┌─ Passage given

We have considered the rival submissions on either side and perused the relevant material available on record. Admittedly, the assessee engaged in the business of broadcasting through satellite.
In the course of its business activity, the assessee acquired rights over the films and serials. The assessee claims the expenditure as revenue in nature. However, the Assessing Officer found that what was acquired by the assessee is an intangible asset which has an enduring benefit to the assessee, therefore, the expenditure cannot be allowed as revenue expenditure. Accordingly, the Assessing Officer treated the expenditure as capital in nature. However, he allowed depreciation at 25%. The question arises for consideration is whether the expenditure incurred by the assessee for acquiring rights on the films/serials is revenue expenditure or capital expenditure? This Tribunal in the assessee's own case for the earlier assessment years examined this issue elaborately and found that the expenditure of similar nature has to be allowed as revenue expenditure. The CIT(Appeals), in fact, followed the order of this Tribunal. The only contention of the Ld. D.R. is that an appeal was already filed before High Court against the order of this Tribunal and the matter is pending adjudication before the higher forum. It is not the case of the Revenue that the High Court stayed the operation of the order of this Tribunal. Merely because an appeal is said to be pending before the High Court, this Tribunal is of the considered opinion that this Tribunal cannot take a different view. When the CIT(Appeals) followed the order of this Tribunal, we do not have any reason to interfere with the orders of the lower authority. Merely because an appeal is said to be pending before the High Court, in the absence of any change of material facts during the years under consideration, this Tribunal do not find any reason to interfere with the orders of the lower authority. Accordingly, the orders of the CIT(Appeals) are confirmed. Thus, the appeals of the Revenue stand dismissed.

└─
┌─ Extracted entries

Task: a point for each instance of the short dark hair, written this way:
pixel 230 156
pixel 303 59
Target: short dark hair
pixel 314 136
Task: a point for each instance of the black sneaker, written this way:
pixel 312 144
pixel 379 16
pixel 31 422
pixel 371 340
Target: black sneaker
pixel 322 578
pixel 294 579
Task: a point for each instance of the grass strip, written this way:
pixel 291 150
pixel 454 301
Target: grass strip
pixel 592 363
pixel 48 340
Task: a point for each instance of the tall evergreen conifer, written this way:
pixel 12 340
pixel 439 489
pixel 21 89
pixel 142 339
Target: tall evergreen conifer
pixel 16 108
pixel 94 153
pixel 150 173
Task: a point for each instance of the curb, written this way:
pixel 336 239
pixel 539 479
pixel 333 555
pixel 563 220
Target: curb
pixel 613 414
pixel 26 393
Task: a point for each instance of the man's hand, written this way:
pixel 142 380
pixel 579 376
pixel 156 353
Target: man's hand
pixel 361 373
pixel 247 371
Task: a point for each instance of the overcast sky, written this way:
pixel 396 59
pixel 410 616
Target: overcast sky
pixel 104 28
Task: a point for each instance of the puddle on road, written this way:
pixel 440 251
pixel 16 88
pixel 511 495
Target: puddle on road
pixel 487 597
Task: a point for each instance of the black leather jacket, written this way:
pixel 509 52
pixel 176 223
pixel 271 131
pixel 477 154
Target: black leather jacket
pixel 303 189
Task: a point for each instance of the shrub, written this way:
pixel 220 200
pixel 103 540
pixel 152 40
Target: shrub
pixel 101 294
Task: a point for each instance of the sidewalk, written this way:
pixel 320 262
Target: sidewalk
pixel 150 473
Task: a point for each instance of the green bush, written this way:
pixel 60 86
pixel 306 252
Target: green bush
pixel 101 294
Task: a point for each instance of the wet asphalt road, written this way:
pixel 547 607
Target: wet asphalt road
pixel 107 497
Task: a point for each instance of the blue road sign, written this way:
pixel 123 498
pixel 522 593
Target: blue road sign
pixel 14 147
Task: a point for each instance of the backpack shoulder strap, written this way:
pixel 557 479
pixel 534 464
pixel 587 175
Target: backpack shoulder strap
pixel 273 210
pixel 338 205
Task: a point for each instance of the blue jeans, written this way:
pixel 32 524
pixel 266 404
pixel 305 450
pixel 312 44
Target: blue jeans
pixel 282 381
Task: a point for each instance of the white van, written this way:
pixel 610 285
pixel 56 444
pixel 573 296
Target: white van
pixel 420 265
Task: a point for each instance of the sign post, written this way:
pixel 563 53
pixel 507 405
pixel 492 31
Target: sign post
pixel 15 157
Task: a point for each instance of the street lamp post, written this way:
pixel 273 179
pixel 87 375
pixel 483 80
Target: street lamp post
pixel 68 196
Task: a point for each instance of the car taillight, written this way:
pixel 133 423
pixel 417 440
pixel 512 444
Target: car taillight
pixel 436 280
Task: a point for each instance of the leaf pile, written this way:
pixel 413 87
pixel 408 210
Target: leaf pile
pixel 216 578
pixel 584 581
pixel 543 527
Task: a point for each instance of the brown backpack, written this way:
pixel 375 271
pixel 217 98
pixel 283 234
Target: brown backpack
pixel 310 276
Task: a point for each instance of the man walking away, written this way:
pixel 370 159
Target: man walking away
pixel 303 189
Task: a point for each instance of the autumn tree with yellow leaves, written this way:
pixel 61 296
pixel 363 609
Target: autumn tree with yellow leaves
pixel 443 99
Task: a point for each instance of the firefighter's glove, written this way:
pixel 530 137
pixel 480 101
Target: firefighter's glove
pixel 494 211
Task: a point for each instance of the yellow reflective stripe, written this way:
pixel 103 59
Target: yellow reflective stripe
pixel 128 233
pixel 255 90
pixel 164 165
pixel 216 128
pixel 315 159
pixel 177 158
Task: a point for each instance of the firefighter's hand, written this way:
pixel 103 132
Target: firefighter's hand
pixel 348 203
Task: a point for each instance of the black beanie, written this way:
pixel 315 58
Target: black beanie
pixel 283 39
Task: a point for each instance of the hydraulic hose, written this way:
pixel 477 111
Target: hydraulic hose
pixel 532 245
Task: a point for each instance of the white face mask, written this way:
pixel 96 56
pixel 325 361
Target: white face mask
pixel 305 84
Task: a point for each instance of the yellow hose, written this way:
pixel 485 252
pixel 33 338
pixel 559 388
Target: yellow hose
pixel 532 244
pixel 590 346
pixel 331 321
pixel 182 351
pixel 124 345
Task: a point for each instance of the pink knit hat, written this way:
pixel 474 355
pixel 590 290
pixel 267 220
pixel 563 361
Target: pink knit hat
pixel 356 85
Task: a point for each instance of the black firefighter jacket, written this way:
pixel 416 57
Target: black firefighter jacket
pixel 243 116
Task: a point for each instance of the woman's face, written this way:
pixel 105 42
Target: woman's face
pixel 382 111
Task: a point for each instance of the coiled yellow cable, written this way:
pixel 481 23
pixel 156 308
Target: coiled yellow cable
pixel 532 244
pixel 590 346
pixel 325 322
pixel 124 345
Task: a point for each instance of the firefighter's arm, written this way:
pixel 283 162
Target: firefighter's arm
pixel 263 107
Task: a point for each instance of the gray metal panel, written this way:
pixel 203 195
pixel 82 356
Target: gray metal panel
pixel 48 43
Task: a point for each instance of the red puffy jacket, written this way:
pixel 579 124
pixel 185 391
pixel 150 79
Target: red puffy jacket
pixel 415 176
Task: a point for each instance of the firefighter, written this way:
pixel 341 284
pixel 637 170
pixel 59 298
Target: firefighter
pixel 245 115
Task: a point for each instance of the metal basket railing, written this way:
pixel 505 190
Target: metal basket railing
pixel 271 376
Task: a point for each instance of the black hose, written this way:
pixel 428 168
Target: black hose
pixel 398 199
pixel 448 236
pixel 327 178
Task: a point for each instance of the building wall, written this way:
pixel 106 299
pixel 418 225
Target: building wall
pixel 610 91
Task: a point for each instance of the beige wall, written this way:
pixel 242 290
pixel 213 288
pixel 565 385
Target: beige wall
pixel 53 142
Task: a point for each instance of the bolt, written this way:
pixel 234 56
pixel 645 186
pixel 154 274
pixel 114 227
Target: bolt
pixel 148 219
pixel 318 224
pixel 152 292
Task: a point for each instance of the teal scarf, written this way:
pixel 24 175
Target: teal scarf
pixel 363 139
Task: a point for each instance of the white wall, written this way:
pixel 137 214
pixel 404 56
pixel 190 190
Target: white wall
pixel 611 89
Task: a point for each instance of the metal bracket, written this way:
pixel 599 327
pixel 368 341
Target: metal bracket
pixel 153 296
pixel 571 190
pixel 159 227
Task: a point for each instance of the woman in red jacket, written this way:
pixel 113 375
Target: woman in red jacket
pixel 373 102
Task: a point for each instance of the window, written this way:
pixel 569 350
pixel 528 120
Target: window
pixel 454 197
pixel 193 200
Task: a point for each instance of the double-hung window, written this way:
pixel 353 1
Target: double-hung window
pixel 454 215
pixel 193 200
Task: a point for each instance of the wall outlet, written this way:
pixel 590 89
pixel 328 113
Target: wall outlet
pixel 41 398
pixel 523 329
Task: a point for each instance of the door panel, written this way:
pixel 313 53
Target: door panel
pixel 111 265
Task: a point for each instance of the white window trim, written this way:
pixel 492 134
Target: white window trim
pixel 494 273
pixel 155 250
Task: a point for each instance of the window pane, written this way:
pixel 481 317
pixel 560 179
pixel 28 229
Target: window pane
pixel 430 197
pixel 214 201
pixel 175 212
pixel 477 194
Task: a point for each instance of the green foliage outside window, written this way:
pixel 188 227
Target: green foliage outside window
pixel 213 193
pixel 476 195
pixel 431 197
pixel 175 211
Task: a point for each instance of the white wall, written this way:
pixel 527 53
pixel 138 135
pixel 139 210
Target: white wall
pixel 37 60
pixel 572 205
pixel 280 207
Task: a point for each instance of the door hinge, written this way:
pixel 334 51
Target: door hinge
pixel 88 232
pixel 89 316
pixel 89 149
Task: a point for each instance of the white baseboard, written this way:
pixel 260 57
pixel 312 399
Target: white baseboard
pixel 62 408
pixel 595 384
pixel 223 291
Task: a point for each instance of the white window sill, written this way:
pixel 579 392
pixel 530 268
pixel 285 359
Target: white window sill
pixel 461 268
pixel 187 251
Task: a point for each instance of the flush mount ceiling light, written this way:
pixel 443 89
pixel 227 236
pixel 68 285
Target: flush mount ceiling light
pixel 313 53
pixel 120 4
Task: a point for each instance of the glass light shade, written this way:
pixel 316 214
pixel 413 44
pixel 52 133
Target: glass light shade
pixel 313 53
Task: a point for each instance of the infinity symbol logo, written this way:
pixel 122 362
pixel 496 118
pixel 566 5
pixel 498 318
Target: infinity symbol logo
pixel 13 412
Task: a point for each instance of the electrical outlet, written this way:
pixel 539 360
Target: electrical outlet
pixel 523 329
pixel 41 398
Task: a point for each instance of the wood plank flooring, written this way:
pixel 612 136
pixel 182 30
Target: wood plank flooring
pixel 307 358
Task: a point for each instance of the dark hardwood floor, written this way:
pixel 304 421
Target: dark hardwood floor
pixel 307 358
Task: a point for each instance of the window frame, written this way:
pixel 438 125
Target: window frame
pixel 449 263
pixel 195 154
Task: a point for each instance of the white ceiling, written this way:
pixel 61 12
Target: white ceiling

└─

**Required task A**
Answer these questions from the tax appeal ruling:
(i) In what business was the assessee engaged?
(ii) At what rate did the Assessing Officer allow depreciation?
(iii) What was the outcome of the appeals of the Revenue?
**Required task B**
Extend the tax appeal ruling with the next part, picking up after its final sentence.
The items have no connection to the tax appeal ruling.

**Result A**
(i) Broadcasting through satellite.
(ii) 25%.
(iii) They were dismissed.

**Result B**
Now coming to the assessee’s appeals, the only issue arises for consideration is with regard to disallowance made by the Assessing Officer under Section 14A of the Act.
Sh. N. Devanathan, the Ld.counsel for the assessee, submitted that the assessee-company invested in subsidiary companies, namely, Kal Radio Limited, South Asia FM Limited and SUN TV Network Europe Limited. In addition to that, the assessee has also invested in mutual funds during the years under consideration. According to the Ld. counsel, the strategic investments in the subsidiary companies constitute major portion of investments of the company. Referring to Annual Report, more particularly page 41 of the Report, the Ld.counsel submitted that the available share capital with the assessee was `2385.7 Crores.
What was invested by the assessee in the subsidiary companies and in mutual funds was only to the extent of `541.11 Crores.
Therefore, the assessee has not invested the borrowed funds either in the subsidiary companies or in the mutual funds. The Assessing Officer disallowed the claim of the assessee under Section 14A read with Rule 8D of the Income-tax Rules, 1962 without satisfying himself that the assessee has incurred any expenditure. Referring to Section 14A of the Act and Rule 8D of Income-tax Rules, 1962, the Ld.counsel submitted that unless and until the Assessing Officer satisfies himself that the assessee incurred the expenditure for earning income which does not form part of total income, there cannot be any disallowance under Section 14A of the Act.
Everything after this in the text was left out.